--- START SOURCE DATA ---
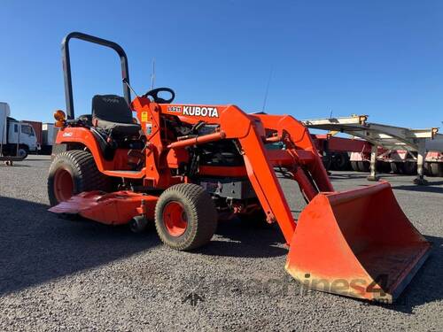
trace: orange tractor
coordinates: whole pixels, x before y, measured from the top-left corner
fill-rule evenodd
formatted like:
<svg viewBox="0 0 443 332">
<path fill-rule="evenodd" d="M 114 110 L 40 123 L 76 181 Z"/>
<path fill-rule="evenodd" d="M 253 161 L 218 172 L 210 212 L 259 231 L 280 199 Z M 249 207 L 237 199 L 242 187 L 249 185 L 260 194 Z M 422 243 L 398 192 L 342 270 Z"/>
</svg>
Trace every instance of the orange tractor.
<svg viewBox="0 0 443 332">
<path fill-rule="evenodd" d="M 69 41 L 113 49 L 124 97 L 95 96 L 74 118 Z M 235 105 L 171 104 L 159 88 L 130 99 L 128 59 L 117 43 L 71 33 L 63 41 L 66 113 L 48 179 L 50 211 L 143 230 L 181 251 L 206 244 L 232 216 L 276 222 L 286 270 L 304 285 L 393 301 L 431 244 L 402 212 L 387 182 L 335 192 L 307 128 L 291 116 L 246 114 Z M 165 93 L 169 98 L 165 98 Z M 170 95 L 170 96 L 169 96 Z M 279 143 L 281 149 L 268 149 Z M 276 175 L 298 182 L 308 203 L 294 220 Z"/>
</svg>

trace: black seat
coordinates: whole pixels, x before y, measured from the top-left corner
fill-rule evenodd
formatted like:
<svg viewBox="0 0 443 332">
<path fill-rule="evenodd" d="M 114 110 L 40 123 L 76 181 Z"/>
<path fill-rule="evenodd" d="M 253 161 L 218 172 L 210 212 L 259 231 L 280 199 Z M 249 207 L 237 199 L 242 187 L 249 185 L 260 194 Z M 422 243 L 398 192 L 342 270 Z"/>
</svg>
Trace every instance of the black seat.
--- END SOURCE DATA ---
◆ WHAT THE TASK ASKS
Render the listing above as a Markdown table with the columns Row and Listing line, one line per row, numbered in order. Omit blank lines and the picture.

◆ COMPLETED EXERCISE
| Row | Listing line |
|---|---|
| 1 | trace: orange tractor |
| 2 | coordinates: whole pixels, x before y, measured from the top-left corner |
| 3 | fill-rule evenodd |
| 4 | formatted like: |
| 5 | <svg viewBox="0 0 443 332"> |
| 6 | <path fill-rule="evenodd" d="M 114 110 L 40 123 L 76 181 Z"/> |
| 7 | <path fill-rule="evenodd" d="M 253 161 L 218 172 L 210 212 L 259 231 L 280 199 Z M 249 207 L 237 199 L 242 187 L 249 185 L 260 194 Z M 422 243 L 398 192 L 342 270 Z"/> |
| 8 | </svg> |
| 9 | Trace every instance of the orange tractor. |
| 10 | <svg viewBox="0 0 443 332"> |
| 11 | <path fill-rule="evenodd" d="M 69 41 L 113 49 L 124 97 L 95 96 L 74 118 Z M 235 105 L 171 104 L 159 88 L 130 99 L 128 59 L 117 43 L 71 33 L 63 41 L 66 113 L 48 179 L 50 211 L 143 230 L 181 251 L 206 244 L 232 216 L 276 222 L 286 270 L 304 285 L 393 301 L 431 244 L 402 212 L 387 182 L 335 192 L 307 128 L 291 116 L 246 114 Z M 165 93 L 169 98 L 165 98 Z M 170 95 L 170 96 L 169 96 Z M 279 143 L 281 149 L 268 149 Z M 276 175 L 298 182 L 308 203 L 294 220 Z"/> |
| 12 | </svg> |
| 13 | trace: black seat |
| 14 | coordinates: whole pixels, x before y, measured from the top-left corner |
| 15 | fill-rule evenodd |
| 16 | formatted like: |
| 17 | <svg viewBox="0 0 443 332"> |
| 18 | <path fill-rule="evenodd" d="M 114 110 L 40 123 L 76 181 Z"/> |
| 19 | <path fill-rule="evenodd" d="M 253 161 L 218 172 L 210 212 L 259 231 L 280 199 Z M 249 207 L 237 199 L 242 187 L 249 185 L 260 194 Z M 422 243 L 398 192 L 342 270 Z"/> |
| 20 | </svg> |
| 21 | Trace every instance of the black seat. |